Owners of Lymington's former Thomas Tripp announce name change
NEW owners of former Lymington pub the Thomas Tripp have announced a name change as it opens up its garden to customers.
The pub, now The Saltern, was taken on by well-known local chef Joe Hibberd and his business partner Henry Fry last year, but lockdowns have hampered their ability to get the business off the ground.
With restrictions starting to gradually lift, the pair have spoken to the A&T about their plans to breathe new life into the pub, which has been operating as a bottle shop and will continue to do so when the doors open.
The garden opened for outside hospitality on this week and food and drink will be served Thursday to Sunday. Customers will be able to dine in the bar and restaurant, which have undergone a full refurbishment, when restrictions on inside hospitality lift on 17th May.
“We will have a 30-seat contemporary restaurant to the left, a traditional pub to the right and a beer garden with live-fire cooking out back,” said Henry.
Joe, who has worked at Carey’s Manor and Balmer Lawn Hotel in Brockenhurst, and Lainston House Hotel in Winchester, will oversee two separate ever-changing seasonal menus for both areas.
“The exciting thing is that what we cook will depend on what we can get from our butcher, fish monger and veg producer, so nothing will be permanent and dishes will always be changing,” said Henry, who most recently worked at Two Lights restaurant in Shoreditch, London.
“In the bar we’ll be serving mainly snacks like flatbreads that pair well with a beer or a glass of wine, but occasionally we’ll put on more substantial meals like fish and chips.”
Henry will be in charge of the bar, which alongside 14 craft beers and real ales will also serve classic and bespoke cocktails and a full list of natural wines.
With a strong focus on sustainability, Joe and Henry will be growing produce in the pub’s garden and working exclusively with like-minded, independent producers to reduce travel and eliminate waste packaging and plastics.
“At the moment we’re growing courgettes, Japanese cucumbers, tomatillos, sea buck-thorn, and herbs,” said Henry. “Producing our own food also creates safe habitats for pollinators such as bees and butterflies in our garden.
“We are also using herbs grown onsite to create our own liqueurs and syrups for cock-tails.”
Henry continued: “A big part of our goal to be zero waste is that our produce is without any packaging. We’ve bought our own crates, so when our suppliers deliver produce they just unload them from their crates into ours.
“Our aim is to throw very little away, but if we have to it will go in our compost bin on site, and the cleaning products we use are chemical-free.”
Legendary live music venue the Thomas Tripp shut in 2019 when then-landlord Jon Burdge stepped down after running the business for 21 years.
Seeing a window of opportunity, Joe and Henry, who went to Priestlands together and have been friends since they were 11, took over the lease and began serving food from a pop-up kitchen in the garden in September.
The pair have plans to revamp the accommodation above the pub with the aim of renting it out through Airbnb.
The Tripp made its name putting on top local bands and artists, including The Dodge Brothers and punk-rock band The Peeping Toms, formed back in 1982 by a group of ex-Lymington school boys.

- WHAT IS REQUIRED
Reproduce the stretch of the pub article from "With restrictions starting" through "on 17th May.". Work only from the pub article.

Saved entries
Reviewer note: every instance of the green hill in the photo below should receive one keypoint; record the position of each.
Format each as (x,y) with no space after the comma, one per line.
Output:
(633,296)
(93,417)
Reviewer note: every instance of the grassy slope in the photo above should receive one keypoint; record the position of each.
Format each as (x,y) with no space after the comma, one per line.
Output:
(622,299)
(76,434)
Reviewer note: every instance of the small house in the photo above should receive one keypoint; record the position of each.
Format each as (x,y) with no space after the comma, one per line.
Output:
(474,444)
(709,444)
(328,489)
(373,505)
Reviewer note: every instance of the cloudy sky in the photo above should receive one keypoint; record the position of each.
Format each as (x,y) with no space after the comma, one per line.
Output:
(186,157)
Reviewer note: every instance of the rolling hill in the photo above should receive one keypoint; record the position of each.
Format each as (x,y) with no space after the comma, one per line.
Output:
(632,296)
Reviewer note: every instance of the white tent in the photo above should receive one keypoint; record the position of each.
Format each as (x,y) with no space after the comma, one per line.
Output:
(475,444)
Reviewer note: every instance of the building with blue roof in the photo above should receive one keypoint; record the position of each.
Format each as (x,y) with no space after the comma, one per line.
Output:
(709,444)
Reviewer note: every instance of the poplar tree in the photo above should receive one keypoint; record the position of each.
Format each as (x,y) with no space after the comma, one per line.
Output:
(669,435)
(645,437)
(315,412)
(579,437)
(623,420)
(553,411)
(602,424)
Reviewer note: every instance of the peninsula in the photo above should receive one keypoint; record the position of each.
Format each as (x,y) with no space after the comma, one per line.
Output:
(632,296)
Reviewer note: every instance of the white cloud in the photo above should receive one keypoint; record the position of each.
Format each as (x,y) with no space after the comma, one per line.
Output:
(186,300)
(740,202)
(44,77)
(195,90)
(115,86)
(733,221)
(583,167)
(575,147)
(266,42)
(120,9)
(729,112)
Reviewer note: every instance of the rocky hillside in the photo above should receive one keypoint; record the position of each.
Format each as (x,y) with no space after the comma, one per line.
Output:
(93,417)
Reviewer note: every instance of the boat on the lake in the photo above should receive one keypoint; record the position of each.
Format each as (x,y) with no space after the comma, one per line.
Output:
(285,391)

- EXERCISE OUTPUT
With restrictions starting to gradually lift, the pair have spoken to the A&T about their plans to breathe new life into the pub, which has been operating as a bottle shop and will continue to do so when the doors open.
The garden opened for outside hospitality on this week and food and drink will be served Thursday to Sunday. Customers will be able to dine in the bar and restaurant, which have undergone a full refurbishment, when restrictions on inside hospitality lift on 17th May.